[Start Records supplied]

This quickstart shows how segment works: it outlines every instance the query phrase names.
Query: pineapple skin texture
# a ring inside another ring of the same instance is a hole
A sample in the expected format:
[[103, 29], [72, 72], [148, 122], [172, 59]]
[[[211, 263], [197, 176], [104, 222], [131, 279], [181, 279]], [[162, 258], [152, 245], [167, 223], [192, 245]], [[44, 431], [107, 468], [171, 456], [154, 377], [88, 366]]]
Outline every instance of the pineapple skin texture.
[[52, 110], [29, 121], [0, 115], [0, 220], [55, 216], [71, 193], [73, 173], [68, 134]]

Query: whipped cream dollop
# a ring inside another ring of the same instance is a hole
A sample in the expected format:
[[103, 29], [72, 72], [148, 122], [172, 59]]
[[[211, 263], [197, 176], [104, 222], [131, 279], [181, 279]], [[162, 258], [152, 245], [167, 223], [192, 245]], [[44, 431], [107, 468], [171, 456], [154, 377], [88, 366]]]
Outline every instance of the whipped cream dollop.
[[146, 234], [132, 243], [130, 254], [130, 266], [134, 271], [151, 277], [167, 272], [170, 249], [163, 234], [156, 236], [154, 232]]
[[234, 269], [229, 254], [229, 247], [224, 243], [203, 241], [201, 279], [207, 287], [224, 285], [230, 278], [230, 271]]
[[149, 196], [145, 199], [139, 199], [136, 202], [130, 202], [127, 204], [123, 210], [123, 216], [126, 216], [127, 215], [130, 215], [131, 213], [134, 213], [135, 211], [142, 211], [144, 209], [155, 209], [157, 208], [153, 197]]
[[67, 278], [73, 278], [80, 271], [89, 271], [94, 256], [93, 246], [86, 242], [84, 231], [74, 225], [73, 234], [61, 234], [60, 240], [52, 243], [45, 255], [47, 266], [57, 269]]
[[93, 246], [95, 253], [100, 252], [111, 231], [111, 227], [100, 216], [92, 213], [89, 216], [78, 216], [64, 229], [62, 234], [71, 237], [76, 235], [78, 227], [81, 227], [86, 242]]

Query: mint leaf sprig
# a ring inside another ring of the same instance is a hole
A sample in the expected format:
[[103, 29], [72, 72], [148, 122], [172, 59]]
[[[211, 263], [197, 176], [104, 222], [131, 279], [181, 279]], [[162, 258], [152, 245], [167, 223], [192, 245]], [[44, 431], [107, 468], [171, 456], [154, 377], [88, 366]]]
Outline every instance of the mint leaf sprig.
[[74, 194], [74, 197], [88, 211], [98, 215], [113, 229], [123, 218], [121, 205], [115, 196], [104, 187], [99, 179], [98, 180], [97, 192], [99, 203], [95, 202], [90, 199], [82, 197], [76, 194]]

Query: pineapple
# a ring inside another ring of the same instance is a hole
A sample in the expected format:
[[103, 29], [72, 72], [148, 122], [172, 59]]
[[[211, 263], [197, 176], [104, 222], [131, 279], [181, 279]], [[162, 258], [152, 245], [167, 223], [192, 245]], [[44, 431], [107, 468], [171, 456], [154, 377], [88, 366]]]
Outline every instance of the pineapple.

[End Records supplied]

**Required work:** Lay out all of the items above as a Markdown table with the columns Row and Line, numbering each non-blank line in order and leaving out blank lines.

**Worked solution:**
| Row | Line |
|---|---|
| 1 | This quickstart shows how segment works: it outlines every instance the query phrase names. |
| 2 | Query: pineapple skin texture |
| 3 | # a ring inside another ring of the same instance is a hole |
| 4 | A sample in the expected format: |
| 5 | [[103, 29], [72, 72], [148, 122], [172, 59]] |
| 6 | [[[211, 263], [197, 176], [104, 222], [131, 279], [181, 279]], [[162, 258], [152, 245], [167, 223], [192, 245]], [[44, 431], [107, 468], [171, 456], [154, 377], [88, 366]]] |
| 7 | Outline every instance of the pineapple skin texture. |
| 8 | [[52, 110], [29, 121], [0, 115], [0, 220], [55, 216], [71, 193], [73, 173], [68, 134]] |
| 9 | Query: whipped cream dollop |
| 10 | # a ring inside another ring of the same instance is a hole |
| 11 | A sample in the expected format: |
| 12 | [[103, 29], [72, 72], [148, 122], [172, 59]] |
| 13 | [[[211, 263], [197, 176], [104, 222], [131, 279], [181, 279]], [[162, 258], [152, 245], [167, 223], [192, 245]], [[44, 431], [107, 468], [171, 456], [154, 377], [88, 366]]] |
| 14 | Outline every instance of the whipped cream dollop. |
| 15 | [[146, 234], [132, 243], [130, 254], [130, 266], [134, 271], [151, 277], [167, 272], [170, 249], [163, 234], [156, 236], [154, 232]] |
| 16 | [[234, 269], [229, 254], [229, 247], [224, 243], [203, 241], [201, 279], [207, 287], [224, 285], [230, 278], [230, 271]] |
| 17 | [[149, 196], [145, 199], [139, 199], [136, 202], [130, 202], [127, 204], [123, 210], [123, 216], [126, 216], [127, 215], [130, 215], [131, 213], [134, 213], [135, 211], [142, 211], [144, 209], [155, 209], [157, 208], [153, 197]] |
| 18 | [[67, 278], [73, 278], [80, 271], [89, 271], [94, 256], [93, 246], [86, 242], [84, 231], [74, 225], [73, 234], [61, 234], [60, 240], [52, 243], [45, 255], [47, 266], [57, 269]] |
| 19 | [[93, 246], [95, 253], [100, 252], [111, 231], [111, 227], [100, 216], [92, 213], [89, 216], [78, 216], [64, 229], [62, 234], [71, 237], [76, 235], [78, 227], [81, 227], [86, 242]] |
| 20 | Query: mint leaf sprig |
| 21 | # a ring inside another ring of the same instance is a hole |
| 22 | A sample in the expected format: |
| 23 | [[103, 29], [72, 72], [148, 122], [172, 59]] |
| 24 | [[[211, 263], [197, 176], [104, 222], [131, 279], [181, 279]], [[162, 258], [152, 245], [167, 223], [192, 245]], [[44, 431], [107, 468], [171, 456], [154, 377], [88, 366]]] |
| 25 | Outline every instance of the mint leaf sprig. |
| 26 | [[74, 194], [74, 197], [88, 211], [98, 215], [113, 229], [123, 218], [121, 205], [115, 196], [104, 187], [99, 179], [98, 180], [97, 192], [99, 203], [95, 202], [90, 199], [82, 197], [76, 194]] |
| 27 | Query: pineapple |
| 28 | # a ring inside another ring of the same instance is a hole |
| 29 | A sample in the expected format: |
| 30 | [[103, 29], [72, 72], [148, 122], [172, 59]] |
| 31 | [[[211, 263], [197, 176], [104, 222], [131, 279], [181, 279]], [[162, 258], [152, 245], [167, 223], [192, 245]], [[44, 431], [107, 468], [171, 456], [154, 377], [88, 366]]] |
| 32 | Outline every instance of the pineapple. |